**Work order:** No pictures should appear in the copy; otherwise retype the entries exactly.

Text-to-region grounding data:
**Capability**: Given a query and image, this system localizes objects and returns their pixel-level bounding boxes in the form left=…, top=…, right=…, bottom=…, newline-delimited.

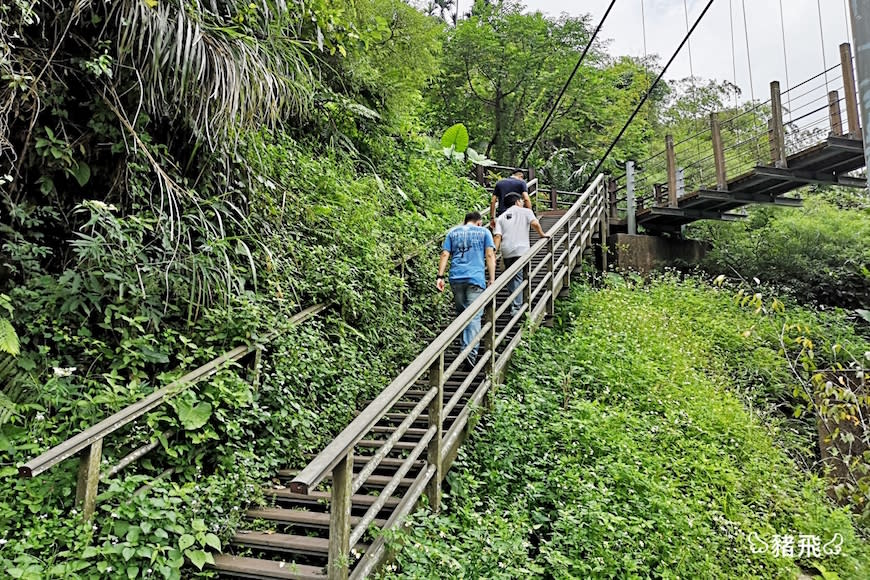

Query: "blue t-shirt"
left=494, top=178, right=528, bottom=216
left=442, top=224, right=495, bottom=289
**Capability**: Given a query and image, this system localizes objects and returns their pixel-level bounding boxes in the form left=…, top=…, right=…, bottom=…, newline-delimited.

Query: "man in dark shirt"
left=489, top=169, right=531, bottom=229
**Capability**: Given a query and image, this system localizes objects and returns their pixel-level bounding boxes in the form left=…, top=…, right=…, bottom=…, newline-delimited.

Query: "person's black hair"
left=464, top=211, right=482, bottom=224
left=512, top=168, right=525, bottom=176
left=504, top=193, right=523, bottom=207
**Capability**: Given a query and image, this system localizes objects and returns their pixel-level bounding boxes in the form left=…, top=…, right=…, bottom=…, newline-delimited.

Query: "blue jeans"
left=503, top=256, right=523, bottom=313
left=450, top=282, right=484, bottom=362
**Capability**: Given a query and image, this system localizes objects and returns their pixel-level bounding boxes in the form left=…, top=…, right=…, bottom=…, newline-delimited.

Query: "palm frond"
left=115, top=0, right=316, bottom=145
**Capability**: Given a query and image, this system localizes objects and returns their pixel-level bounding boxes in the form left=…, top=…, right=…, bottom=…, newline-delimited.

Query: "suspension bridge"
left=12, top=3, right=870, bottom=579
left=609, top=43, right=867, bottom=234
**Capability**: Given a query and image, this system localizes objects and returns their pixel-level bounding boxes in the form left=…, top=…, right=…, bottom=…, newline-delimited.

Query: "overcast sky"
left=454, top=0, right=856, bottom=104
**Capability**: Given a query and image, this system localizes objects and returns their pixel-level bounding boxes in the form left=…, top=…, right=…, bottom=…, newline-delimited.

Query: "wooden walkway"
left=211, top=178, right=609, bottom=579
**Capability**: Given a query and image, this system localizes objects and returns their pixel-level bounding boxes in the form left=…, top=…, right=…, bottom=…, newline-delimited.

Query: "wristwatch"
left=436, top=275, right=445, bottom=280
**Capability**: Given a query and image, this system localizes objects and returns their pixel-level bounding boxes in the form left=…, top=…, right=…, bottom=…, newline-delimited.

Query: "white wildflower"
left=52, top=367, right=76, bottom=377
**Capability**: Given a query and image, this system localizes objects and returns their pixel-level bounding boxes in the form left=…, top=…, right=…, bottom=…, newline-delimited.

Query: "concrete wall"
left=608, top=233, right=707, bottom=273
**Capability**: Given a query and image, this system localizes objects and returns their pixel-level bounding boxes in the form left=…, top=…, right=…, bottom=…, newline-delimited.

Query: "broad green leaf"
left=71, top=161, right=91, bottom=186
left=178, top=534, right=196, bottom=552
left=203, top=533, right=222, bottom=551
left=441, top=123, right=469, bottom=153
left=122, top=547, right=136, bottom=561
left=127, top=566, right=139, bottom=579
left=186, top=549, right=208, bottom=570
left=176, top=401, right=212, bottom=431
left=191, top=518, right=207, bottom=532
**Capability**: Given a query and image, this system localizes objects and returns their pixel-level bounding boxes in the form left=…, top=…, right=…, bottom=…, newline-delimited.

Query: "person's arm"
left=522, top=191, right=532, bottom=210
left=436, top=250, right=450, bottom=292
left=531, top=219, right=549, bottom=238
left=489, top=194, right=498, bottom=228
left=485, top=247, right=496, bottom=286
left=493, top=234, right=502, bottom=251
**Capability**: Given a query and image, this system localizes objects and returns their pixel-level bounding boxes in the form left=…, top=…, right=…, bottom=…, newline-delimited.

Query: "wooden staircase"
left=212, top=178, right=609, bottom=579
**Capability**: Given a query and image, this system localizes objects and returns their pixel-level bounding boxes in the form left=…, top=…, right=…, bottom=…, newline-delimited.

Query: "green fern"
left=0, top=320, right=17, bottom=357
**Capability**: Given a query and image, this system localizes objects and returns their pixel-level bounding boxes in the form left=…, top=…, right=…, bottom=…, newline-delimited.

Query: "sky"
left=453, top=0, right=856, bottom=104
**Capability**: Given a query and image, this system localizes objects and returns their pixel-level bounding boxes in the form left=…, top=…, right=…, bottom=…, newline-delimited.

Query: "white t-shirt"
left=494, top=206, right=539, bottom=258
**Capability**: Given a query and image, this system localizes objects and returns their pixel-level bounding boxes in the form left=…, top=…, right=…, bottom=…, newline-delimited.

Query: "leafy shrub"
left=691, top=197, right=870, bottom=309
left=384, top=275, right=870, bottom=579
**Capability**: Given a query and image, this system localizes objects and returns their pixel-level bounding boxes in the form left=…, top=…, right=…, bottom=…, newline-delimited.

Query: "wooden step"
left=263, top=488, right=400, bottom=508
left=370, top=426, right=429, bottom=436
left=246, top=508, right=387, bottom=528
left=358, top=439, right=417, bottom=450
left=232, top=531, right=331, bottom=555
left=211, top=555, right=325, bottom=579
left=276, top=471, right=415, bottom=488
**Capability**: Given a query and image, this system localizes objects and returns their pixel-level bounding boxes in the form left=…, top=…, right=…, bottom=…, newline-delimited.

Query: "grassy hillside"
left=384, top=276, right=870, bottom=579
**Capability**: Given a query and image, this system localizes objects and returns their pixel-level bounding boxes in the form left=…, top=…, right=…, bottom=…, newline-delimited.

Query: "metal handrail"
left=288, top=174, right=608, bottom=579
left=19, top=303, right=328, bottom=517
left=288, top=175, right=602, bottom=494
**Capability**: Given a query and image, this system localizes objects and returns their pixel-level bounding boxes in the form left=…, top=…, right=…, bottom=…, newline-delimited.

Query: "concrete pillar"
left=849, top=1, right=870, bottom=189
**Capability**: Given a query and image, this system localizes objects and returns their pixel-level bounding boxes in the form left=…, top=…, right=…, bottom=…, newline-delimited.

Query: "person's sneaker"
left=463, top=357, right=477, bottom=373
left=510, top=307, right=521, bottom=317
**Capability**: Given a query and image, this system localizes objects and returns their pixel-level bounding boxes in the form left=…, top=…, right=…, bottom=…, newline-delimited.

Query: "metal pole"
left=626, top=161, right=637, bottom=235
left=848, top=1, right=870, bottom=188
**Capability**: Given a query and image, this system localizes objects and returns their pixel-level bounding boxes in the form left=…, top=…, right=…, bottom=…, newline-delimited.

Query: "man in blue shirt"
left=436, top=211, right=496, bottom=368
left=489, top=169, right=531, bottom=229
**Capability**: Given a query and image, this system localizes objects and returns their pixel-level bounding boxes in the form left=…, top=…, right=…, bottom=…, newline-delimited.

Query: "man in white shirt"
left=493, top=194, right=549, bottom=316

**Solution for this problem:**
**Capability**: Given a query and image, this system localizes objects and returns their pixel-level bounding boxes in the form left=…, top=…, right=…, bottom=…, newline-delimited.


Query: "blue t-shirt"
left=494, top=178, right=528, bottom=216
left=442, top=224, right=495, bottom=289
**Capability**: Given a query and image, this system localizes objects and returns their pixel-level bounding boxes in the form left=…, top=…, right=…, bottom=…, newline-delimited.

Query: "man in dark shirt"
left=489, top=169, right=531, bottom=229
**Capability**: Given a query and image, this system localizes objects and returns their pixel-level bounding boxes in the form left=…, top=…, right=…, bottom=…, newline-delimited.

Query: "person's black hair"
left=464, top=211, right=482, bottom=224
left=512, top=168, right=525, bottom=176
left=504, top=193, right=523, bottom=207
**Capability**: Given a query and image, this system localizes objects and returns their pixel-level bounding boxes in the form left=…, top=…, right=…, bottom=…, newline-delimited.

Query: "blue jeans"
left=503, top=256, right=523, bottom=313
left=450, top=282, right=484, bottom=362
**Capability**: Given a query and image, this system localizes objects and returns their pixel-level bounding boxes in the form left=…, top=…, right=…, bottom=…, newline-delimited.

Query: "palm frond"
left=115, top=0, right=316, bottom=145
**Capability**: Given a query and image, this system localizes objects and returns their pixel-level bounding boxes in the form left=…, top=…, right=…, bottom=…, newline-delimited.

Query: "suspension bridge"
left=12, top=3, right=870, bottom=579
left=609, top=43, right=867, bottom=234
**Capability**: Given a query and image, this system localizes objects and returns their pixel-level bounding boxes in the form left=…, top=…, right=…, bottom=…, newline-delimited.

Query: "overcast sky"
left=454, top=0, right=856, bottom=104
**Capability**: Given a query and image, this system localizes objects and returns their pixel-level bounding boxes in the form left=…, top=…, right=…, bottom=…, newline-delimited.

Query: "wooden walkway"
left=211, top=178, right=609, bottom=579
**Capability**: Given a query and image, this system localizes objects and returns their pixel-level bounding boxes in the form left=…, top=…, right=…, bottom=…, newline-delimited.

Query: "wristwatch"
left=436, top=275, right=445, bottom=280
**Capability**: Given a query and image, this system localizes objects and returns their pixel-level bounding boxes in the form left=…, top=…, right=…, bottom=…, newline-delimited.

Query: "white wildflower"
left=52, top=367, right=76, bottom=377
**Capability**: Given a query and image, this system localizes objects and returns their pixel-level bounding boxes in the form left=…, top=…, right=…, bottom=…, newline-delimited.

Query: "concrete wall"
left=608, top=233, right=707, bottom=273
**Capability**: Given a query and image, this system localizes objects and returns their pixel-level bounding boxes in the form left=…, top=…, right=…, bottom=…, newline-delimited.

Query: "broad green leaf"
left=71, top=161, right=91, bottom=186
left=178, top=534, right=196, bottom=552
left=203, top=533, right=222, bottom=551
left=441, top=123, right=469, bottom=153
left=122, top=547, right=136, bottom=561
left=127, top=566, right=139, bottom=579
left=186, top=549, right=208, bottom=570
left=176, top=401, right=212, bottom=431
left=191, top=518, right=207, bottom=532
**Capability**: Given a query and image, this system localizes objects and returns their pixel-level bounding boxes in the form left=…, top=…, right=…, bottom=…, newline-delimited.

Query: "person's arm"
left=522, top=191, right=532, bottom=210
left=436, top=250, right=450, bottom=292
left=531, top=219, right=549, bottom=238
left=489, top=194, right=498, bottom=228
left=485, top=247, right=496, bottom=286
left=493, top=234, right=502, bottom=251
**Capability**: Given a query and image, this system localizes objects and returns their pixel-level bounding boxes in the form left=…, top=…, right=…, bottom=…, newline-delimited.

Query: "wooden staircase"
left=212, top=178, right=609, bottom=579
**Capability**: Given a query and image, this system localizes objects and returns their pixel-level bounding boxes in the form left=…, top=…, right=…, bottom=…, newline-delimited.

Query: "green fern"
left=0, top=320, right=17, bottom=357
**Capability**: Given a query and image, this system localizes objects and returns their pixel-level bounding boxes in the form left=…, top=…, right=…, bottom=…, newline-delimited.

Query: "sky"
left=453, top=0, right=856, bottom=104
**Capability**: Given a query and image, this system localizes objects and returns their pixel-level bounding boxes in the form left=…, top=…, right=…, bottom=…, newline-delimited.

Query: "white t-shirt"
left=494, top=206, right=539, bottom=258
**Capability**: Given a query and image, this system localizes objects and returns their pixel-level bounding boxes in the form left=…, top=…, right=…, bottom=…, newline-delimited.

Query: "leafy shrub"
left=691, top=197, right=870, bottom=309
left=384, top=275, right=870, bottom=579
**Capability**: Given a query and image, this system localizes objects and returns their pixel-level bounding boxes in the form left=…, top=…, right=…, bottom=…, newline-delimited.

Query: "wooden step"
left=263, top=488, right=400, bottom=508
left=370, top=426, right=429, bottom=436
left=246, top=508, right=387, bottom=528
left=358, top=439, right=417, bottom=450
left=232, top=531, right=331, bottom=555
left=211, top=555, right=325, bottom=579
left=276, top=471, right=415, bottom=488
**Capability**: Given a query and image, this system localizes objects and returns their pixel-level bounding boxes in the form left=…, top=…, right=…, bottom=…, newline-delimited.

Query: "grassy hillside"
left=384, top=276, right=870, bottom=579
**Capability**: Given a query and image, this system localizes objects and returns their pixel-level bounding boxes in the form left=…, top=…, right=…, bottom=…, newline-delimited.

Query: "metal handrail"
left=288, top=174, right=608, bottom=579
left=19, top=303, right=328, bottom=517
left=288, top=175, right=602, bottom=494
**Capability**: Given a query and image, this system localizes objects and returns their pixel-level bounding boxes in the form left=…, top=…, right=…, bottom=…, newline-delimited.

Query: "concrete pillar"
left=849, top=1, right=870, bottom=189
**Capability**: Given a query and image, this system localizes objects and returns their pixel-level bounding boxes in the form left=…, top=…, right=…, bottom=…, newline-delimited.

Query: "person's sneaker"
left=463, top=357, right=477, bottom=373
left=510, top=307, right=521, bottom=317
**Capability**: Given a query and image, this system localizes objects and returns their pixel-level bounding boxes in the form left=…, top=…, right=…, bottom=…, newline-delimited.

Query: "metal pole"
left=626, top=161, right=637, bottom=235
left=848, top=1, right=870, bottom=188
**Capability**: Given a query and image, this system localizes objects and returns their pixel-level bounding boxes in the form left=…, top=…, right=…, bottom=…, newline-delimited.

Query: "man in blue shirt"
left=436, top=211, right=496, bottom=368
left=489, top=169, right=531, bottom=229
**Capability**: Given a query and image, this system localizes objects and returns their pixel-level bounding boxes in the form left=…, top=…, right=…, bottom=…, newline-delimited.

Query: "man in white shirt"
left=493, top=194, right=549, bottom=316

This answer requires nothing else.